**Stated exercise 1**
Reproduce without change the entries from the line containing "sleeve in the photo above." through the final line of the entries, with both of those lines included.

For starters, Abdur-Rahim has gone through the recruiting experience twice: first as a top prospect coming out of Georgia in the mid-1990s and again last summer as his highly sought-after son Jabri was committing to ACC powerhouse, Virginia.
Abdur-Rahim was actually a one-and-done player at California before the term even existed, and he remembers how he struggled to balance basketball and school before becoming the third-overall pick in the 1996 NBA Draft.
But what he missed as a teenager, he was able to learn when he returned to the prestigious Cal-Berkeley in his 30s, earning a sociology degree and graduating with a 3.8 grade-point average.
‘I actually found out where the all the libraries were,’ Abdur-Rahim laughed. ‘You don’t have time [when you’re playing basketball].’
That’s why Abdur-Rahim is so keen on the scholarship: it not only pays for college within five years of a select team member’s retirement, but it also allows players to focus on one major endeavor at a time.
There are differing views on the inclusion of the scholarship in the Pathway Program.
Whereas Anderson called the scholarship to Arizona State ‘the icing on the cake’ of Abdur-Rahim’s offer, former St. John’s coach Fran Fraschilla doubted it would have any effect on recruits’ decisions.
‘If they turned pro after a year, they’d have enough money to return to college anyway,’ he told the Daily Mail.
Recent recruiting success aside, the Professional Pathway Program will ultimately be judged by how it helps players at the next level
For some prospects, like All-Stars LeBron James and Kevin Durant, NBA success seemed almost inevitable, regardless of whether or not they attended college. (James did not, whereas Durant, a product of the one-and-done era, spent a year at Texas)
But that doesn’t mean all paths are equal for every player, and if nothing else, college does challenge players with high-pressure situations on national television.
‘I think the thing college does, on the plus side, is put the kid in an environment where they’re playing in pressure games and if you’re going to be a potential one-and-done guy, you’re probably the key guy on your college team, so the ball is in your hands in pressure situations in front of 10-to-20,000 people,’ Fraschilla said. ‘That’s a huge bonus for college.’
That attention also helps players in the eyes of sponsors.
For instance, New Orleans Pelicans rookie Zion Williamson wasn’t a media sensation or a projected top draft pick before his only season at Duke.
‘Some people had him [projected as the] fourth or fifth [draft pick],’ Fraschilla said.
Jalen Green said he chose the G League select team to get stronger and prepare for the NBA
But, after becoming the consensus National College Player of the Year as a freshman, Williamson not only went first overall at the 2019 NBA Draft, but also scored a seven-year endorsement deal with Nike reportedly worth $75 million.

**Entries shown**

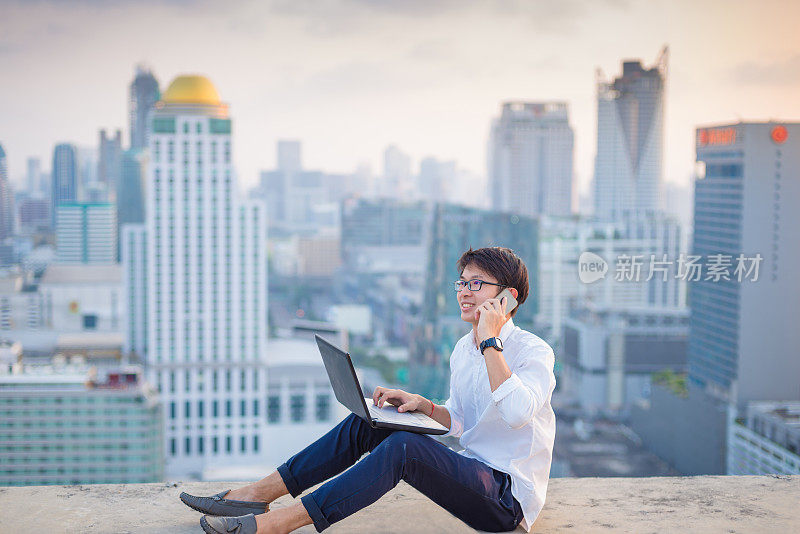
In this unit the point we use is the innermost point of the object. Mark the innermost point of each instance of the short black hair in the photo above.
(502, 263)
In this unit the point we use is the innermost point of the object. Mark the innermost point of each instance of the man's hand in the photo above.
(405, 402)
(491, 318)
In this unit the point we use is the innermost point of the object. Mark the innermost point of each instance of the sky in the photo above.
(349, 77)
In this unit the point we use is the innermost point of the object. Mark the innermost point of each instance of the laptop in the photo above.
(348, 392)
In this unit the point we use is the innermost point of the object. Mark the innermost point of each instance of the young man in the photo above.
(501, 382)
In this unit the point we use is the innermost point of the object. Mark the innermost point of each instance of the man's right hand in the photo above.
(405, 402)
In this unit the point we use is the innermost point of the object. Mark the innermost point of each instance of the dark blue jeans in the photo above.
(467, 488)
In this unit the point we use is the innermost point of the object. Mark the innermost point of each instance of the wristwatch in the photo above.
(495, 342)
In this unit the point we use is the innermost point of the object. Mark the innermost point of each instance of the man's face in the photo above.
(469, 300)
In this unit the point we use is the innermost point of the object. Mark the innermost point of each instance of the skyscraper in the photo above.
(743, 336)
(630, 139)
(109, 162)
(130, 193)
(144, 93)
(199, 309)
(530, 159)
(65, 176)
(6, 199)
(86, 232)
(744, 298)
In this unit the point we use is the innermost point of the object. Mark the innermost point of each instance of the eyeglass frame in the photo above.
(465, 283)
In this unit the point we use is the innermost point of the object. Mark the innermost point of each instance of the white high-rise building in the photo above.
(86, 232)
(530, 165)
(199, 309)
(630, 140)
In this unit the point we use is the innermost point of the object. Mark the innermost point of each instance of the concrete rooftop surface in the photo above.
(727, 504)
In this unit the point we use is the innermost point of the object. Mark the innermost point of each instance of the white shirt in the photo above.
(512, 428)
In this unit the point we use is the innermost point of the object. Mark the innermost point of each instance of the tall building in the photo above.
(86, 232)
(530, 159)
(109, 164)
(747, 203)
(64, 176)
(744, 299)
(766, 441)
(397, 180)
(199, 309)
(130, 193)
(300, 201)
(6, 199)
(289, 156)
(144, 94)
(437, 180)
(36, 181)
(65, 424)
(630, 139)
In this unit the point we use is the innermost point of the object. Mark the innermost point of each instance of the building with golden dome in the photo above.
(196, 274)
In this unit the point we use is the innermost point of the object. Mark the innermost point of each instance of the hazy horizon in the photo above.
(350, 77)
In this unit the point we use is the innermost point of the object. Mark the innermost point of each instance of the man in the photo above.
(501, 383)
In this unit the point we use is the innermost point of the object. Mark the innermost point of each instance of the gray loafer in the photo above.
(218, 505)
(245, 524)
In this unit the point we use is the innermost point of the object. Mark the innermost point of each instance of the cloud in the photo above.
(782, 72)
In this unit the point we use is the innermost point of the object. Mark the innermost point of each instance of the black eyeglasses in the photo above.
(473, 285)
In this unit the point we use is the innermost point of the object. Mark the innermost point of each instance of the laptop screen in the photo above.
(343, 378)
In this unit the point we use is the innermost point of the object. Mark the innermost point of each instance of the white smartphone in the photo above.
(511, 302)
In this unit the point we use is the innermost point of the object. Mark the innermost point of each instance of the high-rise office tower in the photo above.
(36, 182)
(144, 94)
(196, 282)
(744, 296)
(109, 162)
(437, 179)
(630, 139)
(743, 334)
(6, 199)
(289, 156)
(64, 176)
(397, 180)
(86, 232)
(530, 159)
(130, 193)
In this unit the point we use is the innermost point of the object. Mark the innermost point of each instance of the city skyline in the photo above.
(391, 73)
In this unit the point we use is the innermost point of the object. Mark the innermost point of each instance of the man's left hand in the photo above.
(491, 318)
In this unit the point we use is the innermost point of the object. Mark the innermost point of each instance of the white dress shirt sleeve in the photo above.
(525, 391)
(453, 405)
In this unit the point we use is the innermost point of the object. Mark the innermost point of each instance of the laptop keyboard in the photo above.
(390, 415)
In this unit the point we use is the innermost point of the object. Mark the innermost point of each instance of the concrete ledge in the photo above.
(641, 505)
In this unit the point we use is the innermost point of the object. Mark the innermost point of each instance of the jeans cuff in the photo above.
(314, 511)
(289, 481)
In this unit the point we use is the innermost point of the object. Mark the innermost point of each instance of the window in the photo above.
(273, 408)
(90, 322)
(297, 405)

**Stated exercise 2**
Answer these questions using the recruiting article.
(a) What degree did Abdur-Rahim earn when he returned to Cal-Berkeley in his 30s?
(b) At which school did Kevin Durant spend a year?
(c) How much was Zion Williamson's endorsement deal with Nike reportedly worth?

**Task response 1**
In this unit the point we use is the innermost point of the object. Mark the innermost point of each instance of the white dress shirt sleeve in the photo above.
(525, 391)
(453, 405)
In this unit the point we use is the innermost point of the object. Mark the innermost point of each instance of the laptop keyboard in the photo above.
(390, 415)
In this unit the point we use is the innermost point of the object. Mark the innermost point of each instance of the concrete ledge in the photo above.
(641, 505)
In this unit the point we use is the innermost point of the object. Mark the innermost point of each instance of the jeans cuff in the photo above.
(314, 511)
(289, 481)
In this unit the point we use is the innermost point of the object. Mark the innermost point of each instance of the window in the photo above.
(273, 408)
(90, 322)
(297, 405)

**Task response 2**
(a) A sociology degree.
(b) Texas.
(c) $75 million.